» WORK INSTRUCTIONS
Give back all the records exactly, keeping every line whole.

» EXERCISE DATA
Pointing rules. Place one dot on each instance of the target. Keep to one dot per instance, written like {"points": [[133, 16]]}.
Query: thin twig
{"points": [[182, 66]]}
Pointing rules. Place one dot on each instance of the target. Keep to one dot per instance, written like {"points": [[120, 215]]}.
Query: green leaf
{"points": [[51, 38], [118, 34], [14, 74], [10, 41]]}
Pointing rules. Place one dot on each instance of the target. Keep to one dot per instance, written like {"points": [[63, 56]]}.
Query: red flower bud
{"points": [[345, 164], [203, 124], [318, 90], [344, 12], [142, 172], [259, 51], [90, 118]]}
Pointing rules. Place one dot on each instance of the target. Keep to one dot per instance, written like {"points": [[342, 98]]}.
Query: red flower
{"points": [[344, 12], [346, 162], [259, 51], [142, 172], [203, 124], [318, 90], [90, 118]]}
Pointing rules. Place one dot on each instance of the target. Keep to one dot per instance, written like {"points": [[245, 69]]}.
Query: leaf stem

» ANSWER SPACE
Pointing rules. Place one dot on each instance of the target. Keep to one dot per instance, written like {"points": [[133, 16]]}.
Query: thin twig
{"points": [[182, 66]]}
Pointing rules. Place one dot on each instance of the target. Keep to one dot per instance, written like {"points": [[120, 215]]}.
Query: green leaf
{"points": [[51, 38], [118, 34], [14, 74], [10, 41]]}
Pointing rules. Place one dot on each instance of the target. Keep to one dot per instance, written like {"points": [[63, 56]]}.
Query: red flower bud
{"points": [[345, 164], [203, 124], [318, 90], [344, 12], [142, 172], [259, 51], [90, 118]]}
Pointing rules. Place one dot on each instance of the target. Keep to one dot per instance, written like {"points": [[342, 98]]}.
Query: red flower
{"points": [[344, 12], [346, 162], [259, 51], [142, 172], [203, 124], [318, 90], [90, 118]]}
Pointing rules. Place one dot on each instance of the target. Keep to one dot per instance, written like {"points": [[245, 69]]}.
Query: leaf stem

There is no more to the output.